===== Extrait =====
# portage chromebook ARM Exynos

## vlotho

Bonjour,

Je poste au cas ou le portage du chromebook est identique à celui de gentoo.

Je n'arrive pas à installer quoi que ce soit avec la commande emerge.

J'ai bien fais un sudo -i dev_install et tous ce s'installe correctement avec la bonne version de l'os sauf que quand je veux installer un programme j'ai droit à un

!!! PORTAGE_BINHOST unset, but use is requested.

Calculating dependencies... done!

emerge: there are no ebuilds to satisfy "gnumeric" for /usr/local/.

emerge: searching for similar names... nothing similar found.

Alors j'ai cherché la variable dans les fichiers et elle est présente dans /usr/local/etc/portage/make.conf, je voulais essayer mettre la ligne dans le fichier /etc/portage/make.profile/make.conf mais impossible d'ouvrir le fichier en lecture/ecriture. je ne sais même pas si ça va fonctionner.

Une idée ?

----------

## El_Goretto

Cela pourrait être plus simple si tu nous expliquais le contexte.

Là, comme çà, je n'ai absolument aucune idée de ce dont tu parles  :Smile: 

Qu'est-ce qu'un "portage de chromebook"?

----------

## vlotho

portage, le gestionnaire de paquets ( de programme, de source, de ce qui correspond à apt-get ou au rpm ) de gentoo.

les chromebook sur lesquel est installer chrome os utilise portage comme gestionnaire de paquets et apparemment il ce synchronise sur l'arbre de gentoo ...

----------

## xaviermiller

Oui, d'accord... mais "portage de chromebook", ça ne me dit rien...

Comment y installes-tu Gentoo ? En démarrant un LiveLinux ARM et en suivant le manuel ?
===== Informations fournies =====
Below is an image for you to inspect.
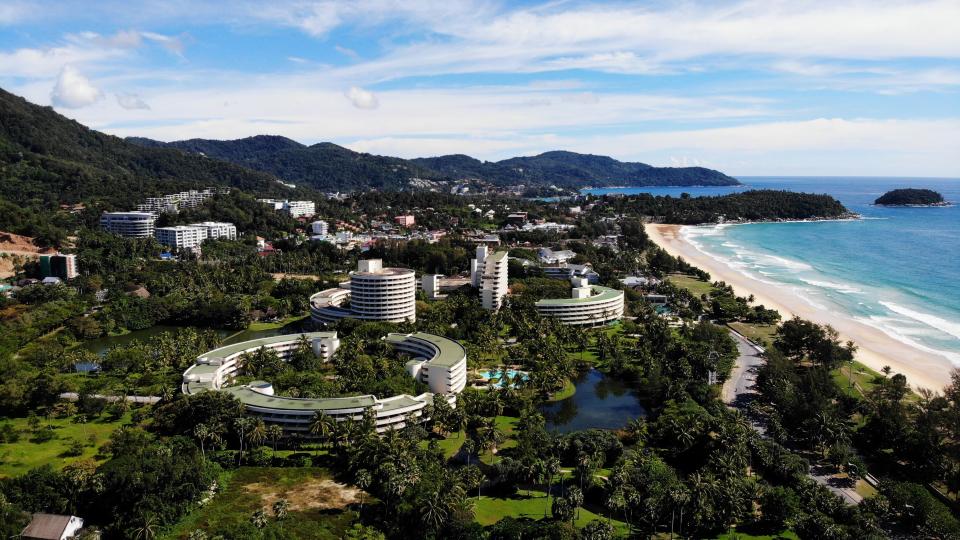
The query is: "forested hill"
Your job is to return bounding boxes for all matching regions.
[0,89,282,208]
[127,135,445,191]
[412,151,740,188]
[608,189,855,225]
[128,136,739,191]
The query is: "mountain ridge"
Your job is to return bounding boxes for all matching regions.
[128,135,740,191]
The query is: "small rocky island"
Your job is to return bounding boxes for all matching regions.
[873,188,947,206]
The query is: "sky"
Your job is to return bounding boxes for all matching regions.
[0,0,960,177]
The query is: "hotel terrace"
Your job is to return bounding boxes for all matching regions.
[181,332,467,434]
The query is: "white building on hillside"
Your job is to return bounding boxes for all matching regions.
[310,259,417,324]
[310,220,330,236]
[190,221,237,240]
[100,212,157,238]
[154,225,207,251]
[470,246,510,311]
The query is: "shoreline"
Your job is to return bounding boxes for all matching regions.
[645,223,954,393]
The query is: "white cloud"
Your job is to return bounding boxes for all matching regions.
[117,93,150,110]
[50,66,103,109]
[0,1,30,25]
[346,86,380,109]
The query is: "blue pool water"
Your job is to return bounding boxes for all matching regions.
[591,177,960,366]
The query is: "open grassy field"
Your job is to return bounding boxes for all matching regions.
[247,315,309,331]
[667,274,713,298]
[728,322,777,345]
[161,467,362,539]
[831,362,883,398]
[0,413,130,478]
[473,490,627,535]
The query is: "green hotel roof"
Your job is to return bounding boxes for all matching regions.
[385,332,467,367]
[221,386,376,411]
[200,332,336,358]
[536,285,623,306]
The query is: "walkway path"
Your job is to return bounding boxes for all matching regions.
[60,392,160,404]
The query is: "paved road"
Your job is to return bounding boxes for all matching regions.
[722,330,763,407]
[60,392,160,404]
[722,330,863,504]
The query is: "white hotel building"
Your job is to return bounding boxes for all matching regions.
[100,212,157,238]
[310,259,417,324]
[190,221,237,240]
[154,225,207,251]
[181,332,467,436]
[470,246,510,311]
[536,278,623,326]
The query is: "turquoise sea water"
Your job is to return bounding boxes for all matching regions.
[590,177,960,366]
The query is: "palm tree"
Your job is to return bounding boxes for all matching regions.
[273,499,290,523]
[310,411,336,454]
[420,491,447,534]
[193,424,210,459]
[543,456,560,517]
[267,424,283,457]
[133,514,157,540]
[567,486,583,519]
[247,419,267,447]
[354,469,373,514]
[250,508,267,529]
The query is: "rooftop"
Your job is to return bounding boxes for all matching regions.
[200,332,337,359]
[384,332,467,367]
[536,285,623,306]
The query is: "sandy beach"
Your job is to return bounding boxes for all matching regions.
[646,224,953,391]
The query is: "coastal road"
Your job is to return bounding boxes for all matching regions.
[721,329,763,408]
[722,329,863,504]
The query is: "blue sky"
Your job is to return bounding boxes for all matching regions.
[0,0,960,177]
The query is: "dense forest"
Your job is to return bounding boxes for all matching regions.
[873,188,944,206]
[0,89,296,209]
[128,136,739,191]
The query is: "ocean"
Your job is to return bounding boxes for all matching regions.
[589,177,960,366]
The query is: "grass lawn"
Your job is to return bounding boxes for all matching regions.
[717,527,800,540]
[247,315,309,332]
[161,467,362,539]
[667,274,713,298]
[480,416,520,465]
[473,490,627,535]
[0,413,130,478]
[420,430,467,459]
[547,379,577,401]
[729,322,777,345]
[831,362,883,398]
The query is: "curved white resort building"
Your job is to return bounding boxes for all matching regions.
[310,259,417,324]
[100,212,157,238]
[536,278,623,326]
[181,332,467,434]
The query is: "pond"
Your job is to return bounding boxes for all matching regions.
[540,369,647,433]
[80,324,299,356]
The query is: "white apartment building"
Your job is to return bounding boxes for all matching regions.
[283,201,317,218]
[181,332,467,437]
[100,212,157,238]
[190,221,237,240]
[257,199,317,218]
[154,225,207,251]
[137,188,223,214]
[310,220,330,236]
[470,246,510,311]
[536,278,623,326]
[310,259,417,324]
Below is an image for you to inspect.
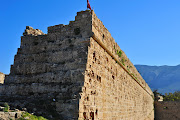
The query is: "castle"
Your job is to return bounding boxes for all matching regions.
[0,10,154,120]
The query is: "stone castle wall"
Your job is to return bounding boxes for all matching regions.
[1,11,92,120]
[79,10,154,120]
[155,101,180,120]
[0,72,5,84]
[0,11,154,120]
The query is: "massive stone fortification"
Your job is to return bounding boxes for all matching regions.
[0,11,154,120]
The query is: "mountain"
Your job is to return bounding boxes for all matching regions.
[135,65,180,94]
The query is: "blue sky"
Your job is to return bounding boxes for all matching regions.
[0,0,180,74]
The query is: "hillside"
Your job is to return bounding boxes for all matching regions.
[135,65,180,93]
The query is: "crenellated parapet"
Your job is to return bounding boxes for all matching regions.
[0,10,154,120]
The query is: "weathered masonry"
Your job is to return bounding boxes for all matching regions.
[0,72,5,84]
[0,11,154,120]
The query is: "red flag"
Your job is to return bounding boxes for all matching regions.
[87,0,91,10]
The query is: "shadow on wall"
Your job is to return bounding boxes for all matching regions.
[155,101,180,120]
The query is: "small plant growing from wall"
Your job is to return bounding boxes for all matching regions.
[3,103,10,112]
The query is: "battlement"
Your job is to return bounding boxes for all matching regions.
[0,10,153,120]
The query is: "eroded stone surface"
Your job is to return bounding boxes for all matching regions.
[0,72,5,84]
[0,11,154,120]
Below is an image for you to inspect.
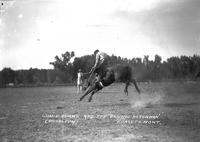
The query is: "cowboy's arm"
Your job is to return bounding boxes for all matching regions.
[89,54,100,73]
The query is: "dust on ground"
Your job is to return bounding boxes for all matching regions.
[0,82,200,142]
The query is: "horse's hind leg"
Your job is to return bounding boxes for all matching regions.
[79,86,94,101]
[131,79,140,93]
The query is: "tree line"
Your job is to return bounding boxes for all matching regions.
[0,51,200,87]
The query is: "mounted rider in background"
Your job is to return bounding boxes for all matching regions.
[88,49,110,81]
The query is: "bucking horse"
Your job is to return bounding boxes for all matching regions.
[79,65,140,102]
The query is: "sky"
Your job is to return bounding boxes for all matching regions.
[0,0,200,70]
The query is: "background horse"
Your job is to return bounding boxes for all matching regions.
[80,65,140,102]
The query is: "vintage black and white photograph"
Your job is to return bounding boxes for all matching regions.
[0,0,200,142]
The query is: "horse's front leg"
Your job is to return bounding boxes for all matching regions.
[124,81,130,96]
[88,89,98,102]
[131,79,140,94]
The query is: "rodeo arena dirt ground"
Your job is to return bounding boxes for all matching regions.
[0,82,200,142]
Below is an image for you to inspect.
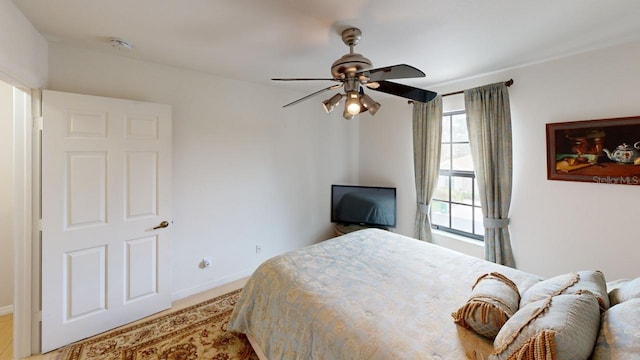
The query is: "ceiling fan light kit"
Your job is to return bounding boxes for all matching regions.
[272,28,437,120]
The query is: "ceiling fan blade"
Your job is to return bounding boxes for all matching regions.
[283,84,342,107]
[359,64,425,81]
[371,80,438,102]
[271,78,340,81]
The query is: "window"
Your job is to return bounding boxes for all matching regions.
[430,111,484,240]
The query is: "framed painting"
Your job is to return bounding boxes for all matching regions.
[546,116,640,185]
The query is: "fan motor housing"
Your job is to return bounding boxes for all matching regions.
[331,54,372,79]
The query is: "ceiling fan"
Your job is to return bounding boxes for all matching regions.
[271,28,437,120]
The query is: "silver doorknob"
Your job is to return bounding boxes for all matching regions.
[153,221,169,230]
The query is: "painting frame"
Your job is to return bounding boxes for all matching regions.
[546,116,640,185]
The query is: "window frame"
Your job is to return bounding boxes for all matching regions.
[429,110,484,241]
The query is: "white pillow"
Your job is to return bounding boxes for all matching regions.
[489,291,600,360]
[609,277,640,306]
[591,298,640,360]
[520,270,609,311]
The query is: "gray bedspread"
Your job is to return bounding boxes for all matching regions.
[228,229,539,360]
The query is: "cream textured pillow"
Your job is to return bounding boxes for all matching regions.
[520,270,609,311]
[489,291,600,360]
[591,298,640,360]
[609,278,640,306]
[451,272,520,339]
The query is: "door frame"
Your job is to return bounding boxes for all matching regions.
[13,85,34,359]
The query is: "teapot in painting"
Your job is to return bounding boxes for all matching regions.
[602,141,640,164]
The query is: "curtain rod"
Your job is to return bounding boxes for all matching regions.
[408,79,513,104]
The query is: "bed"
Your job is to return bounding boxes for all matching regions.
[228,229,540,360]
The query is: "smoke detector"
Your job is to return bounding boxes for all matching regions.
[109,38,133,50]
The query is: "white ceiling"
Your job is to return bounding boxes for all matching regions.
[14,0,640,90]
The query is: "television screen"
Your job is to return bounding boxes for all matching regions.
[331,185,396,227]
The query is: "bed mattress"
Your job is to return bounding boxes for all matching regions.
[228,229,540,360]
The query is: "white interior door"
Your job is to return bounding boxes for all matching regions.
[42,91,171,353]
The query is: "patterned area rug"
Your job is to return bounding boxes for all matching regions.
[61,290,258,360]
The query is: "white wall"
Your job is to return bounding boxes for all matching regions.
[0,81,13,315]
[0,0,47,88]
[49,44,358,297]
[360,43,640,280]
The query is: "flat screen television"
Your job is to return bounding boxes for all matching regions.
[331,185,396,228]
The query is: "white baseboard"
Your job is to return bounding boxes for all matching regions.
[171,268,255,302]
[0,305,13,316]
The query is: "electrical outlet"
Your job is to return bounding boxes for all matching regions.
[200,258,211,269]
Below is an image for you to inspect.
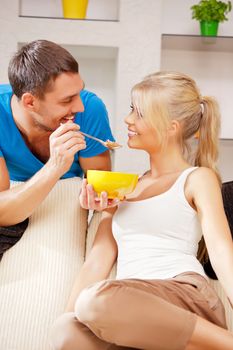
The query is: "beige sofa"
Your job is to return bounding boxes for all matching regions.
[0,178,233,350]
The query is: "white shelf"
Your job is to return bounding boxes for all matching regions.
[161,34,233,139]
[162,34,233,52]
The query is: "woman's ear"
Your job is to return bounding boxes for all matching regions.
[168,119,180,136]
[21,92,36,111]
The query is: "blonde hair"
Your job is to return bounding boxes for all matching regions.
[132,72,221,261]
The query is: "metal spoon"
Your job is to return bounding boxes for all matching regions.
[79,131,122,150]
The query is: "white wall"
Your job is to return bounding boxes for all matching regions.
[0,0,233,179]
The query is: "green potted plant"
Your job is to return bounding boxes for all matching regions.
[191,0,232,36]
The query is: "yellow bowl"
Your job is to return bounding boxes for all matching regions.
[87,170,138,200]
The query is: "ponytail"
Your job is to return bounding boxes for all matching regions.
[195,96,221,263]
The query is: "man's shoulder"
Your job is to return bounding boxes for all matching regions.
[80,90,103,107]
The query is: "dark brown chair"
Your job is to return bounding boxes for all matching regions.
[203,181,233,280]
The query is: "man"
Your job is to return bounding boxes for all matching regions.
[0,40,113,254]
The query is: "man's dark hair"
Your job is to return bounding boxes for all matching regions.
[8,40,78,98]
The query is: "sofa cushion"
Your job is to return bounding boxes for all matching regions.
[0,178,87,350]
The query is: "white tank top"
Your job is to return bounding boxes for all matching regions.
[112,167,206,279]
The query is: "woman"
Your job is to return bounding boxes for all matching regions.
[52,72,233,350]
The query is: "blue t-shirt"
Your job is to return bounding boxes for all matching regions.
[0,85,114,181]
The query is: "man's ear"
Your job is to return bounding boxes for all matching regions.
[21,92,36,111]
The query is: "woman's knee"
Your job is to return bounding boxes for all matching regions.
[49,312,76,350]
[75,280,120,323]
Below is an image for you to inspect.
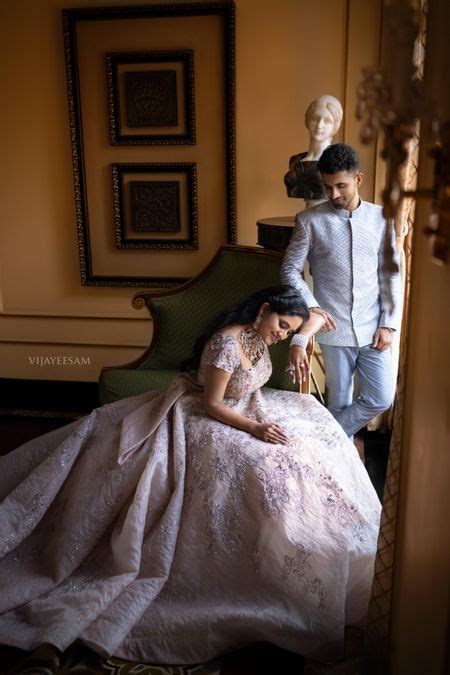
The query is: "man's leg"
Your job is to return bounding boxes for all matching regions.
[335,345,394,436]
[320,345,359,428]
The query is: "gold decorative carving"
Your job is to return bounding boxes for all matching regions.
[356,0,450,264]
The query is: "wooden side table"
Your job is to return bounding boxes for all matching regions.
[256,216,295,251]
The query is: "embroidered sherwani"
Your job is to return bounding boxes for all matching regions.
[281,201,401,347]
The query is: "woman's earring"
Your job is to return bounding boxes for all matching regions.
[253,310,263,329]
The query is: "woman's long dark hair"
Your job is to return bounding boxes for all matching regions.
[181,285,309,372]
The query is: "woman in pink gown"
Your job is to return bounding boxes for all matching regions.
[0,286,380,664]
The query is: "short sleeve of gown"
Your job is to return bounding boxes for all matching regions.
[202,333,241,373]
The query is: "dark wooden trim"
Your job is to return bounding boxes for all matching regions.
[62,0,237,288]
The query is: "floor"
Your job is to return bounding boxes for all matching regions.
[0,398,389,675]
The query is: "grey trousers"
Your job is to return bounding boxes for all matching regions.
[320,344,394,436]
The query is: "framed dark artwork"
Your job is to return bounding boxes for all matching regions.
[62,0,236,288]
[112,162,198,250]
[106,49,195,145]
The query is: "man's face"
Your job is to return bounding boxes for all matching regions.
[322,171,362,211]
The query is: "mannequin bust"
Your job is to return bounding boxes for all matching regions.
[284,95,343,208]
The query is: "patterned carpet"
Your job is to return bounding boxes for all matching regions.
[0,643,221,675]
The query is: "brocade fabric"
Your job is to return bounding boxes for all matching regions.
[0,333,380,664]
[281,201,402,347]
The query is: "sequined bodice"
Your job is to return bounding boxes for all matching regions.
[198,333,272,399]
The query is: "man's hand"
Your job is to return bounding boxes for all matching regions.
[286,345,309,384]
[309,307,336,333]
[372,328,392,352]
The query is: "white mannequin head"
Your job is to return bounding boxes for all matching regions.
[305,95,343,145]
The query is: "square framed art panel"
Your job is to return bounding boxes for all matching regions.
[106,49,195,145]
[112,162,198,250]
[62,0,236,288]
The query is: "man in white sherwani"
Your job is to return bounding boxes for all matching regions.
[281,143,401,437]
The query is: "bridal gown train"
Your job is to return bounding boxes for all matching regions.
[0,333,380,664]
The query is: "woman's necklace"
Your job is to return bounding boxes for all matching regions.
[239,326,266,366]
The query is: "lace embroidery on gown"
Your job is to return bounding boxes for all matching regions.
[0,332,380,663]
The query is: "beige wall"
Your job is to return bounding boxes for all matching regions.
[0,0,380,380]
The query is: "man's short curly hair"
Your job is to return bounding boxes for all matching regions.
[317,143,359,174]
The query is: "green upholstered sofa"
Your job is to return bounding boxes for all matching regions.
[99,246,309,403]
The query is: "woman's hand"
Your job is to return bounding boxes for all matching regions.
[251,422,289,445]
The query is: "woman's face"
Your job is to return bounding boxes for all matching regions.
[306,104,334,141]
[256,309,303,346]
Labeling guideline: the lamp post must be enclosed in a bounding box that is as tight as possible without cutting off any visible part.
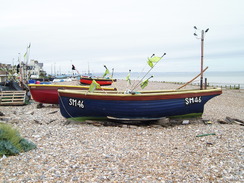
[194,26,209,90]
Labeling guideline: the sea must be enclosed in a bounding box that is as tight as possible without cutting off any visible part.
[94,71,244,89]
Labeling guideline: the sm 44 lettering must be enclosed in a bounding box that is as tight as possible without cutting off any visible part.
[185,97,202,105]
[69,98,85,108]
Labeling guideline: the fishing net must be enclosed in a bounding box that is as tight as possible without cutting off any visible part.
[0,123,36,156]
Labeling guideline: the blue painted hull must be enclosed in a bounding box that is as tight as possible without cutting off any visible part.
[59,89,219,118]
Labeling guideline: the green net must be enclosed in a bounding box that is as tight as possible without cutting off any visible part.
[0,123,36,156]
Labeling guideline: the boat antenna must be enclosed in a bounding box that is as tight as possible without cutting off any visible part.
[131,53,166,91]
[193,26,209,90]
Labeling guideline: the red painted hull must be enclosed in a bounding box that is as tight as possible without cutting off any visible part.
[80,77,116,86]
[29,84,116,104]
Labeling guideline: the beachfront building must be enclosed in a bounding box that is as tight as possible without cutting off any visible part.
[27,60,46,79]
[0,63,13,82]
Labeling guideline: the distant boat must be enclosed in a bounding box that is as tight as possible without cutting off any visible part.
[28,84,116,104]
[58,89,222,120]
[80,76,117,86]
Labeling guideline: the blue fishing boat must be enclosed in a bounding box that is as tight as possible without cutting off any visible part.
[58,89,222,120]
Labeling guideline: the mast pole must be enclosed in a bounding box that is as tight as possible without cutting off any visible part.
[200,30,204,90]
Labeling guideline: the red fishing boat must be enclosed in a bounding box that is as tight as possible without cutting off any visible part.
[28,84,117,104]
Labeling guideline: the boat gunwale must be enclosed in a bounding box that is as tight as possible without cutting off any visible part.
[28,84,116,91]
[58,88,222,97]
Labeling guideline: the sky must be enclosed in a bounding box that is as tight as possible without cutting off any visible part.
[0,0,244,74]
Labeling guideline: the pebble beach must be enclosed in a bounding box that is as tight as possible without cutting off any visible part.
[0,80,244,183]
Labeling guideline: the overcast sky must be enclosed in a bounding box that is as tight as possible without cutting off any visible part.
[0,0,244,73]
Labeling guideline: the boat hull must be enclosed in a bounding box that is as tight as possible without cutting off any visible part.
[80,77,116,86]
[59,89,222,118]
[28,84,116,104]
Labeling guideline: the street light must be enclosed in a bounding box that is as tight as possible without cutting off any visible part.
[193,26,209,90]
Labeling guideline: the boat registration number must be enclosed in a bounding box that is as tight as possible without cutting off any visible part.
[185,97,202,105]
[69,98,85,108]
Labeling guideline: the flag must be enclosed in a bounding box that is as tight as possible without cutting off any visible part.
[103,65,109,78]
[89,79,101,92]
[126,70,131,85]
[147,56,162,68]
[141,76,153,89]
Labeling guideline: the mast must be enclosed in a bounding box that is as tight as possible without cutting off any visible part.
[194,26,209,90]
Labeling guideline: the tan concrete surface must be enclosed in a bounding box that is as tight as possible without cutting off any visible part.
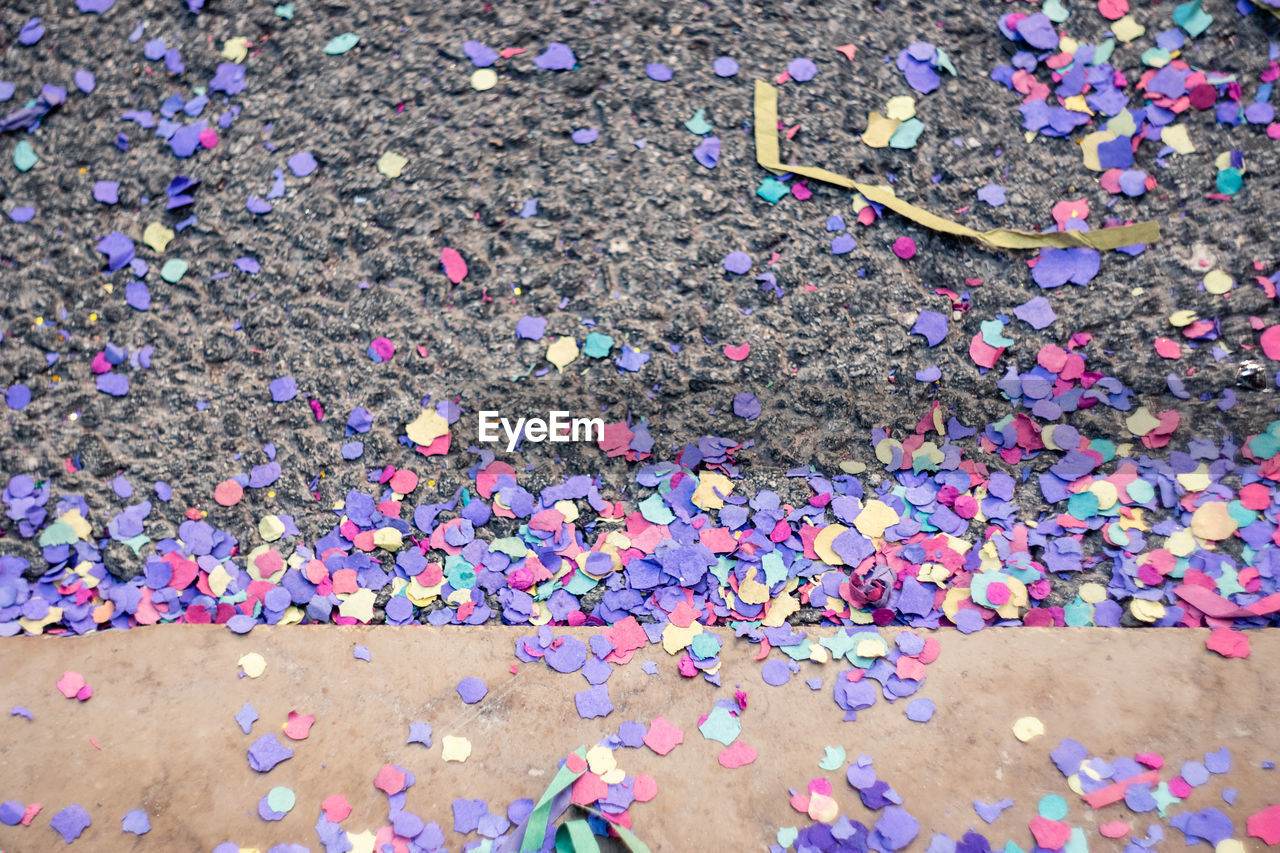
=====
- [À faire]
(a) Indiquez si chacun des énoncés suivants concorde avec l'extrait, en répondant par oui ou par non et en citant les mots décisifs de l'extrait. (i) L'auteur du premier message a lancé dev_install avec sudo. (ii) La variable PORTAGE_BINHOST est introuvable dans les fichiers. (iii) Selon vlotho, les Chromebook sous Chrome OS utilisent portage comme gestionnaire de paquets.
(b) D'après l'extrait, dans quel fichier la variable PORTAGE_BINHOST est-elle présente ?
(c) Recopiez le passage de l'extrait qui commence par les mots « Je poste au » et se termine par « nothing similar found. ».

- [Réponses par tâche]
(a)
(i) Oui : « J'ai bien fais un sudo -i dev_install »
(ii) Non : « elle est présente dans /usr/local/etc/portage/make.conf »
(iii) Oui : « les chromebook sur lesquel est installer chrome os utilise portage comme gestionnaire de paquets »

(b) Dans /usr/local/etc/portage/make.conf.

(c)
Je poste au cas ou le portage du chromebook est identique à celui de gentoo.

Je n'arrive pas à installer quoi que ce soit avec la commande emerge.

J'ai bien fais un sudo -i dev_install et tous ce s'installe correctement avec la bonne version de l'os sauf que quand je veux installer un programme j'ai droit à un

!!! PORTAGE_BINHOST unset, but use is requested.

Calculating dependencies... done!

emerge: there are no ebuilds to satisfy "gnumeric" for /usr/local/.

emerge: searching for similar names... nothing similar found.